Base Aérea de Belém – ALA9  is a base of the Brazilian Air Force, located in Belém, Brazil.

It shares some facilities with Val-de-Cans/Júlio Cezar Ribeiro International Airport.

History
Belém Air Force Base has its origins on the 7th Aviation Regiment created on 30 June 1936. The provisory facility was located in the neighborhood ou Souza and it was only in 1938 that the construction of an aerodrome in the neighborhood of Val-de-Cans begun. The Air Force Base was created on 21 August 1944 by Decree 6,814.

Starting in 1958, with the creation of the Correio Aéreo Nacional da Amazônia in Belém, an Air Force organization focused in integration and humanitarian services, the Base gained vital importance as a base for the integration of the Amazonian region with the rest of the country.

Units
The following units are based at Belém Air Force Base:
 1st Squadron of the 3rd Aviation Group (3°/7°GAv) Netuno, using the P-95BM Bandeirulha.
 1st Squadron of Air Transportation (1°ETA) Tracajá, using the C-95BM & CM Bandeirante, C-97 Brasília, and the C-98A Grand Caravan.

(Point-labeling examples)
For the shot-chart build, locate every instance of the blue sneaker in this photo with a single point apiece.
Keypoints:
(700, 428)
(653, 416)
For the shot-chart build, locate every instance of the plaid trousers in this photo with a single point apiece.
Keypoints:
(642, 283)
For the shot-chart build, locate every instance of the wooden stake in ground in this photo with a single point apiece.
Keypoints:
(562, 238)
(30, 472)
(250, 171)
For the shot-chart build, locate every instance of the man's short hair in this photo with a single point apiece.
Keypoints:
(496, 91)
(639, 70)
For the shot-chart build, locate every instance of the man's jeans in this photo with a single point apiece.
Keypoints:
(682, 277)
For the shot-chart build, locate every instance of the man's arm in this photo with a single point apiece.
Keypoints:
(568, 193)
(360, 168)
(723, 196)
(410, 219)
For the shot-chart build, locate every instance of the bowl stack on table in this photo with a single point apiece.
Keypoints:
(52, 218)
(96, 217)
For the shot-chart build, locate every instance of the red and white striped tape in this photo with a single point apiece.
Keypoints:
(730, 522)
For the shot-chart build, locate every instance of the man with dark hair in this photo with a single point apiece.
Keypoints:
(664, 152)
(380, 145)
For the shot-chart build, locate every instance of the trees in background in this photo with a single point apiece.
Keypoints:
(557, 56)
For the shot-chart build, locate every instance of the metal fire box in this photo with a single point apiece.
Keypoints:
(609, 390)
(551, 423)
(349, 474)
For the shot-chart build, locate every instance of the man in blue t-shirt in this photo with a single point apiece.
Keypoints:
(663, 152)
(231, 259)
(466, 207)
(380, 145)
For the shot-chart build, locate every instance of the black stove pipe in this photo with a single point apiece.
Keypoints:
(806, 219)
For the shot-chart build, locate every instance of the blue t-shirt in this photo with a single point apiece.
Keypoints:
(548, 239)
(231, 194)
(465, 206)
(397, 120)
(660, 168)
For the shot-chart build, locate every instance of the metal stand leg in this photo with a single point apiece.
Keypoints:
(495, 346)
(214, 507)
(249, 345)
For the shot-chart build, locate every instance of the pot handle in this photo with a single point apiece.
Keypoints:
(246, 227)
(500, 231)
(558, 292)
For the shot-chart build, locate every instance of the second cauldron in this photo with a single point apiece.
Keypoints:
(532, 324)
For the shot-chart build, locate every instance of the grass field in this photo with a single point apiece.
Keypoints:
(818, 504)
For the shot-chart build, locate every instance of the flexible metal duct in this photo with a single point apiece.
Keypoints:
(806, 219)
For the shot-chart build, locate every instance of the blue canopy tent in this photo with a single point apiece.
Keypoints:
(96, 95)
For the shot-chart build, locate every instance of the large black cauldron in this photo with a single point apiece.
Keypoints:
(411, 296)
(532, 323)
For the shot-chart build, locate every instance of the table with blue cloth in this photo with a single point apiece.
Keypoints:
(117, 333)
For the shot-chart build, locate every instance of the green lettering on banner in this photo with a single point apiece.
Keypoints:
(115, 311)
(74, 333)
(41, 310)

*Prompt 1*
Answer these about the passage on Belém Air Force Base:
(a) On what date was the 7th Aviation Regiment created?
(b) Which aircraft does the Netuno squadron use?
(c) By which decree was the Air Force Base created?
*Prompt 2*
Rewrite the records starting at the line containing "For the shot-chart build, locate every instance of the green" and ending with the last line of the records, replacing "banner" with "sign" and leaving everything else the same.
The text and the records come from unrelated sources.

*Full answer 1*
(a) 30 June 1936
(b) The P-95BM Bandeirulha
(c) Decree 6,814

*Full answer 2*
For the shot-chart build, locate every instance of the green lettering on sign in this photo with a single point apiece.
Keypoints:
(115, 311)
(74, 333)
(41, 310)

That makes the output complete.